--- Start Data supplied ---

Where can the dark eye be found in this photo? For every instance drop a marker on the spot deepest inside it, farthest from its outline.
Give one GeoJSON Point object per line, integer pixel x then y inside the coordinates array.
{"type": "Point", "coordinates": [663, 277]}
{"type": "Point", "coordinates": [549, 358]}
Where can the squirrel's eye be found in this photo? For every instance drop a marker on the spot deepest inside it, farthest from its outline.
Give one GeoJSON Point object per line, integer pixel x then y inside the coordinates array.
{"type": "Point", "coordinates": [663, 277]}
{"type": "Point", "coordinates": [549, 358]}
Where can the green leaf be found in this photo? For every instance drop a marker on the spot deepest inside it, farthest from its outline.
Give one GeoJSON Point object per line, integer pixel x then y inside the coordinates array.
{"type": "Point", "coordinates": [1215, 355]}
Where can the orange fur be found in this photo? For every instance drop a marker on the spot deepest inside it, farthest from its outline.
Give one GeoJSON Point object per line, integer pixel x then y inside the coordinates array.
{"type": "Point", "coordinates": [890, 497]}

--- End Data supplied ---

→ Given problem: Write out all of the rows above, reproducing each one character for character.

→ Answer for this exercise:
Where can the dark eye be found in this photo? For every instance drop a marker on the spot deepest inside it, farthest from its outline.
Give one GeoJSON Point object per line, integer pixel x then y inside the coordinates array.
{"type": "Point", "coordinates": [663, 277]}
{"type": "Point", "coordinates": [549, 358]}
Where can the squirrel's eye be found in this photo? For every instance drop a marker on the spot deepest inside it, farthest from its outline.
Give one GeoJSON Point object per line, integer pixel x then y inside the coordinates array.
{"type": "Point", "coordinates": [663, 277]}
{"type": "Point", "coordinates": [549, 358]}
Where can the green leaf be found in this photo? For every instance drop a marker on the spot deepest inside it, farthest from its outline.
Give one GeoJSON Point object per line, integer pixel x then y inside the coordinates array.
{"type": "Point", "coordinates": [1215, 355]}
Where can the orange fur be found in this photo? For every instance drop a marker on the spot deepest inside it, farthest from its outline.
Give one GeoJSON Point object per line, integer pixel x then y inside the coordinates array.
{"type": "Point", "coordinates": [890, 497]}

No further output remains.